▶ [BRIEF]: Your task is to reproduce exactly the lines from the line with "the blurred background" through the end of the records below.

★ ★ ★

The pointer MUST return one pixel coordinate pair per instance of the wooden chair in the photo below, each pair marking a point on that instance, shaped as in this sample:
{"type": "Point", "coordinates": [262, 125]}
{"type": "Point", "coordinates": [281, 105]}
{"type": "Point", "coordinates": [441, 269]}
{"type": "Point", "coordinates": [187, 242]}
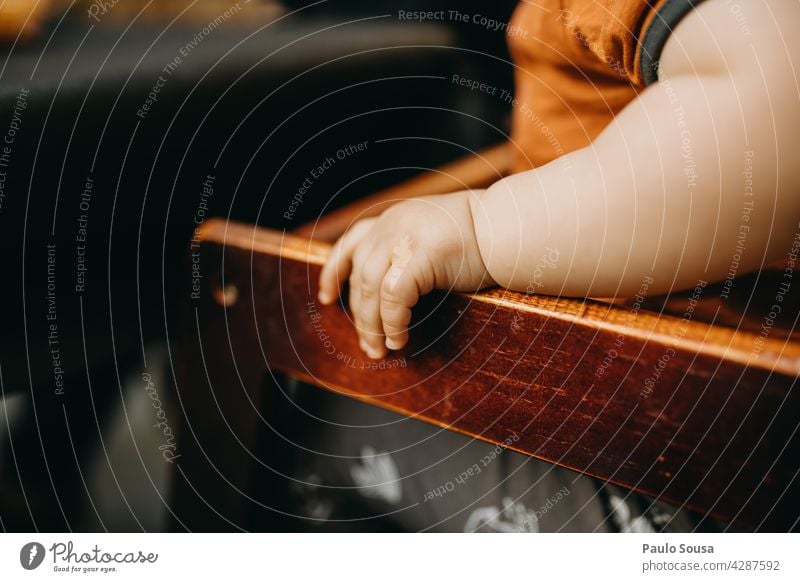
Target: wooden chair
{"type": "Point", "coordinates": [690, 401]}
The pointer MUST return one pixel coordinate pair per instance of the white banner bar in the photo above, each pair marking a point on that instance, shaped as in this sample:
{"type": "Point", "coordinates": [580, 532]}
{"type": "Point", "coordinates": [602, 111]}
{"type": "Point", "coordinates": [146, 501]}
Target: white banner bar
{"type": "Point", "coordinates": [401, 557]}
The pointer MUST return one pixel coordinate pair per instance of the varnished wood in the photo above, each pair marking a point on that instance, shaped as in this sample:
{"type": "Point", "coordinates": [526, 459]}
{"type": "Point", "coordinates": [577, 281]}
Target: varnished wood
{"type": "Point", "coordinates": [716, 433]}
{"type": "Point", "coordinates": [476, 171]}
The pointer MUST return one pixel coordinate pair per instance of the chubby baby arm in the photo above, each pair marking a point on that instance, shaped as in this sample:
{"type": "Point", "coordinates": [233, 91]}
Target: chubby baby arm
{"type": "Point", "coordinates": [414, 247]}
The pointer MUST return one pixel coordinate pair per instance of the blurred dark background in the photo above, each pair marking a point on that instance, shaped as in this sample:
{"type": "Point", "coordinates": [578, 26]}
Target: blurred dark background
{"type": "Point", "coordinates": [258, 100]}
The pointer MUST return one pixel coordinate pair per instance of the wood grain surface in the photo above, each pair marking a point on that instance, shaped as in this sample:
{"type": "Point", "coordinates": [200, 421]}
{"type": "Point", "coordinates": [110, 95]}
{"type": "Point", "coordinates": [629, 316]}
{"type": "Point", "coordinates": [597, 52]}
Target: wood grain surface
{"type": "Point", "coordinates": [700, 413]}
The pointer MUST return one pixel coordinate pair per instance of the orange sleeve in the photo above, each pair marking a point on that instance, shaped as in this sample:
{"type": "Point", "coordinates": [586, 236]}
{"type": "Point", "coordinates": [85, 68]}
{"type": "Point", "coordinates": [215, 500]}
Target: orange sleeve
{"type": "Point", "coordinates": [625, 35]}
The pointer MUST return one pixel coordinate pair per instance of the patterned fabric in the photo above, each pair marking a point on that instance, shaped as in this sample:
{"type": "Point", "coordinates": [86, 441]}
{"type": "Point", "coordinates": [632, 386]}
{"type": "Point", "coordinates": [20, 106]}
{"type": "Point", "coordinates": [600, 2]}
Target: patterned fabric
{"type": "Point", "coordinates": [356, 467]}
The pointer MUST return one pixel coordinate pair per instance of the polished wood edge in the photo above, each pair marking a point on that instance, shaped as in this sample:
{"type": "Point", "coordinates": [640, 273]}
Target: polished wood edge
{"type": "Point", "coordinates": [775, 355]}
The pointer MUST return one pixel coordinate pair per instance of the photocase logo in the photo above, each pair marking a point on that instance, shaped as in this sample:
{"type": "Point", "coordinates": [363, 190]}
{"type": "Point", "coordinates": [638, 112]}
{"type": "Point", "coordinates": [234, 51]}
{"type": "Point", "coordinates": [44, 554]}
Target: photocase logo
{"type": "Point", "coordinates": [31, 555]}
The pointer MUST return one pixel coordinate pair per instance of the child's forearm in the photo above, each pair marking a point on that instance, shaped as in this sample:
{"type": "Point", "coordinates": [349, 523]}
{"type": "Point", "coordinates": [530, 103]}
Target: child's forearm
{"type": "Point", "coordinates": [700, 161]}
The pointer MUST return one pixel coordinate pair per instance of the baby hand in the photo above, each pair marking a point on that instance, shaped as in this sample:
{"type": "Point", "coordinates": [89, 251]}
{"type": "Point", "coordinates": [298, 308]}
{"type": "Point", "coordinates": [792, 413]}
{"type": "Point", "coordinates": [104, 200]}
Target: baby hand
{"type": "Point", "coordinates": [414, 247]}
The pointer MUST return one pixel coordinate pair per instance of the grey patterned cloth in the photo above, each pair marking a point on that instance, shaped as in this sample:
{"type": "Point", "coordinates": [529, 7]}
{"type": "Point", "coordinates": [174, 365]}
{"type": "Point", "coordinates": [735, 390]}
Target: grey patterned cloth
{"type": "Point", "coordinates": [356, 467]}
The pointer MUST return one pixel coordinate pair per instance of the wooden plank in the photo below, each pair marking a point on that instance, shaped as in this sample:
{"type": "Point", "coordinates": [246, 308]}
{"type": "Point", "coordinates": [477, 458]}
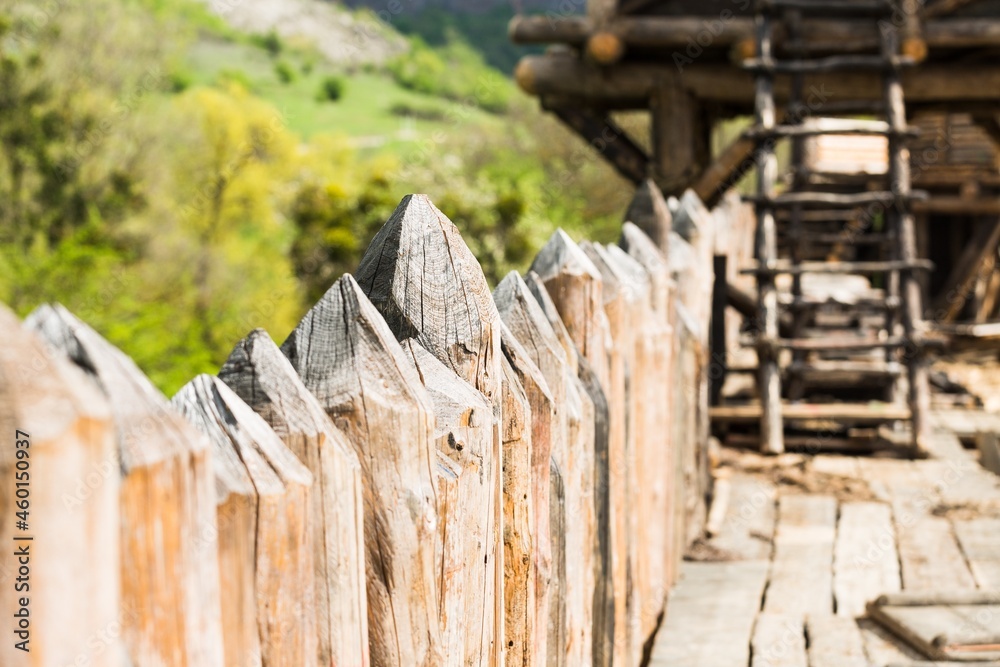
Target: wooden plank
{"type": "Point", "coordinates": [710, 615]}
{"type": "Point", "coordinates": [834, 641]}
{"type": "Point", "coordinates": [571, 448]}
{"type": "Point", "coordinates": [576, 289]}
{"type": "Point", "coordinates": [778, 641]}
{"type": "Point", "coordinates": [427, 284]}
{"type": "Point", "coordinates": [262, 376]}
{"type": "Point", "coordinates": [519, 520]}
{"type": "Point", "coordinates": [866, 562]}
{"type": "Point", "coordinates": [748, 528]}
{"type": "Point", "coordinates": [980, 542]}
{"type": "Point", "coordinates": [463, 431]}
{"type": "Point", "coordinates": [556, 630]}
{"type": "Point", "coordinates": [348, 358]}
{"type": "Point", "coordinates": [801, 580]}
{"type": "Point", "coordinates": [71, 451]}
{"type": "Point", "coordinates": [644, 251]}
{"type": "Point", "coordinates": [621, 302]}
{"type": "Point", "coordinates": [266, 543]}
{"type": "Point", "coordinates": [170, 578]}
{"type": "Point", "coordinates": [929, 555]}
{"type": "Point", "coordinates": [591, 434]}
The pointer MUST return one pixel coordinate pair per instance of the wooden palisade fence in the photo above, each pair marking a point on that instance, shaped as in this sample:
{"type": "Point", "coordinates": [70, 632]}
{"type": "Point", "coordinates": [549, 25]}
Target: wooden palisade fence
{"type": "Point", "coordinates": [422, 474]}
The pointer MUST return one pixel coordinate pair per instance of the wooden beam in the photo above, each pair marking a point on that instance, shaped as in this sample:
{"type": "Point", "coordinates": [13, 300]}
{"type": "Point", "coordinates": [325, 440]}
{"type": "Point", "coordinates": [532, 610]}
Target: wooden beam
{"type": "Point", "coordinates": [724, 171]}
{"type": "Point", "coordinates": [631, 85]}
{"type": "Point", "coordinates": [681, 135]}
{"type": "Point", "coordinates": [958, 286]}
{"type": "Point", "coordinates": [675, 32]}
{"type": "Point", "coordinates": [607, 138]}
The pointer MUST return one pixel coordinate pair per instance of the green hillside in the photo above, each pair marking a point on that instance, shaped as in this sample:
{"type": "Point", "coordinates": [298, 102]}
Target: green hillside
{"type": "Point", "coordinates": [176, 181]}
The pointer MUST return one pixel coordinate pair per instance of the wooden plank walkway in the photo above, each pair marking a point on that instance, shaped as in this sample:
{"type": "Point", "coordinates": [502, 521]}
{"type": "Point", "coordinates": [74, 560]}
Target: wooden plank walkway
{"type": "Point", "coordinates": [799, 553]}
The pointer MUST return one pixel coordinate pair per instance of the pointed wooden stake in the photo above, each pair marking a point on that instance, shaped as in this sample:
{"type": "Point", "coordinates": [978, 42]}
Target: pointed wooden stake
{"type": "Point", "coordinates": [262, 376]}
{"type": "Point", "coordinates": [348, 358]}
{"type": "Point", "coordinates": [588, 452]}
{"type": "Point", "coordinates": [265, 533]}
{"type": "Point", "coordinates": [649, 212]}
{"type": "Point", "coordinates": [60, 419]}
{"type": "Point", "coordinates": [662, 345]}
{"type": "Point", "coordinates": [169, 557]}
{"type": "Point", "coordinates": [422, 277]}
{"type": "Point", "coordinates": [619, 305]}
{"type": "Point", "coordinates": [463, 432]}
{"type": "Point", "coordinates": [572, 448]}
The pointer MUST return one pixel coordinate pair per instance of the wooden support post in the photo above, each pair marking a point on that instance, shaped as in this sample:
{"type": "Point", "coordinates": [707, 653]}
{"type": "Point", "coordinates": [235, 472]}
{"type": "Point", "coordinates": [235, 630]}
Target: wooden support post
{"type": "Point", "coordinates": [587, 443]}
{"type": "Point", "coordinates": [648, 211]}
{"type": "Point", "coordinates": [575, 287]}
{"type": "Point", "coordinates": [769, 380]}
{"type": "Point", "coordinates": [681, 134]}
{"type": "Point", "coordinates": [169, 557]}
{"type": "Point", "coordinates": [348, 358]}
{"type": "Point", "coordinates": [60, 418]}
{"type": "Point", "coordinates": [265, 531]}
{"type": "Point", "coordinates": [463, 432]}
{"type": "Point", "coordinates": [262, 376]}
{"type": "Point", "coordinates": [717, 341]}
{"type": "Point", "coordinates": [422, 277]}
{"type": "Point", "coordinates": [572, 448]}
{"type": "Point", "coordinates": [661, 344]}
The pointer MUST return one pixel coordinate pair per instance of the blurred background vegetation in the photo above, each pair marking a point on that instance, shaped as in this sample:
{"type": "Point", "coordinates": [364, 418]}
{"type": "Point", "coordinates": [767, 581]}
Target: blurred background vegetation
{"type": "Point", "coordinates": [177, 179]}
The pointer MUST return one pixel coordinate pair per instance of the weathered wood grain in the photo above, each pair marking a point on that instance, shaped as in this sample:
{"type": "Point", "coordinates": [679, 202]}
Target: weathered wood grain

★ ★ ★

▶ [FULL RESPONSE]:
The pointer MUST return one pixel coordinate pair per instance of the blurred background vegetation in the photo above, each pair marking a point on that instance, shaped as in this sample:
{"type": "Point", "coordinates": [364, 418]}
{"type": "Point", "coordinates": [767, 581]}
Target: blurred background vegetation
{"type": "Point", "coordinates": [177, 179]}
The pointer MUST return one pixel coordinate pair per instance of the weathered wood grain in the photo above, each pair marking a point on that instance, shaped as in this sample:
{"type": "Point", "coordinates": [679, 202]}
Target: weathered wood grain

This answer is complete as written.